Activity
Output, exactly as written, the lines of the data below from the one containing "Target: utility pole" to the end.

Exercise input

——

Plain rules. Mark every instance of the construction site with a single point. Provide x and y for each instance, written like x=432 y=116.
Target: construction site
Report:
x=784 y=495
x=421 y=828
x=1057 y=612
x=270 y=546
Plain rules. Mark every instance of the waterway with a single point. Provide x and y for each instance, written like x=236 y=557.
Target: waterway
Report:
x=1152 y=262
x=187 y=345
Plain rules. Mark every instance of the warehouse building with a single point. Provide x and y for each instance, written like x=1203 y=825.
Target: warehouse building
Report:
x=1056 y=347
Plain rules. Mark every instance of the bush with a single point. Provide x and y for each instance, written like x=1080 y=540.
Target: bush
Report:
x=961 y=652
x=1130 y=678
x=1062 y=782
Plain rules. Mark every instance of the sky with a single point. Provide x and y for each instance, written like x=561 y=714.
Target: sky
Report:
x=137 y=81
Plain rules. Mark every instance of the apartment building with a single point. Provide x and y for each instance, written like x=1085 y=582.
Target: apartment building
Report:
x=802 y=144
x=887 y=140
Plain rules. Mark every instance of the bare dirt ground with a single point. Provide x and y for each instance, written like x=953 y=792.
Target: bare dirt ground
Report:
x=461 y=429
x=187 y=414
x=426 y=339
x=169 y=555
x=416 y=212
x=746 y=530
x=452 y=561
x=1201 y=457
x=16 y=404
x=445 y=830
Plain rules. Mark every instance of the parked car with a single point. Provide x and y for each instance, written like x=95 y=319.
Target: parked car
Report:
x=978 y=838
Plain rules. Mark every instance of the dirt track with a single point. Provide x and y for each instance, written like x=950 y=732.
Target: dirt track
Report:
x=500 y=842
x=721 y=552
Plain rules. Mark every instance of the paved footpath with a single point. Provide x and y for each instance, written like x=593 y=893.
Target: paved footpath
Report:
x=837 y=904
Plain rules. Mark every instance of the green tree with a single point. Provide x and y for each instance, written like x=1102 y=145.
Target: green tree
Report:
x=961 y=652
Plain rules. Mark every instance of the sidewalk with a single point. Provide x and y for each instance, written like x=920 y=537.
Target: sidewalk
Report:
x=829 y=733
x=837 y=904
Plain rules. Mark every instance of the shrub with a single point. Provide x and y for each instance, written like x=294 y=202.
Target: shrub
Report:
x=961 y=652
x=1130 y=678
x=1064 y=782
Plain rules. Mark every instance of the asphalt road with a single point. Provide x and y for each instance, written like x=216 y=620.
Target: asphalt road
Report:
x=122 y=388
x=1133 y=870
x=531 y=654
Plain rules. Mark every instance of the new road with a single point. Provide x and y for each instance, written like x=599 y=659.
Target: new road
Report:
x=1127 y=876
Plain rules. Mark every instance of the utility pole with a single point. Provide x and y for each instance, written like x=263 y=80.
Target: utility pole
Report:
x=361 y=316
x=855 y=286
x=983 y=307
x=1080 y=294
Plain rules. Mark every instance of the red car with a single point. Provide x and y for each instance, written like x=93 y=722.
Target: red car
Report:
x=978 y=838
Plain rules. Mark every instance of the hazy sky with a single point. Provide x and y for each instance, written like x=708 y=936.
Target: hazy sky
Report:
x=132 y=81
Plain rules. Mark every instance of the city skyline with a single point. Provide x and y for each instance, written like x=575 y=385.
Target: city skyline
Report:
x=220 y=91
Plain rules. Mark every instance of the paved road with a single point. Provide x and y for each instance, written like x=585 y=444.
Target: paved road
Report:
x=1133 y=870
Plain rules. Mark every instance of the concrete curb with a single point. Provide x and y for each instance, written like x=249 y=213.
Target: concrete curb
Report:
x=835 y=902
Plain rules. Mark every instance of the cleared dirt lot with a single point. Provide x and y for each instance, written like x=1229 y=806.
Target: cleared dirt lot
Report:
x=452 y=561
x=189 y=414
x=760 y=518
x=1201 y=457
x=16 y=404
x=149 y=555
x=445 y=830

——

Task response
Target: utility pole
Report:
x=361 y=316
x=855 y=286
x=983 y=307
x=1080 y=294
Plain rules. Mark every instance of the red car with a single point. Provide x and y for each instance, written like x=93 y=722.
Target: red car
Report:
x=978 y=838
Plain rules. Mark every instance of the hazy sky with a single point. Provide x and y for each instance, written like x=708 y=936.
Target: hazy sky
Report:
x=132 y=81
Plain rules. Mark every instance of the city skyline with a single point. Provide x and y for each instance, written like x=575 y=385.
Target: city skyline
Report:
x=220 y=91
Plain rules. Mark every instance of the paved road with a single point. Provide x and y for each instance, written like x=585 y=444.
Target: paved road
Report:
x=1133 y=870
Plain rules. Mark every instance of the concrete curb with a single point. Provide x and y for each instance, written like x=249 y=213.
Target: concrete curb
Report:
x=835 y=902
Plain rules. Mark every instance of the cleared dirt lot with a single point. Provide x and y for each instance, written like x=1229 y=806.
Target: cleared dirt lot
Report:
x=452 y=561
x=189 y=414
x=760 y=518
x=1201 y=457
x=16 y=404
x=149 y=555
x=445 y=830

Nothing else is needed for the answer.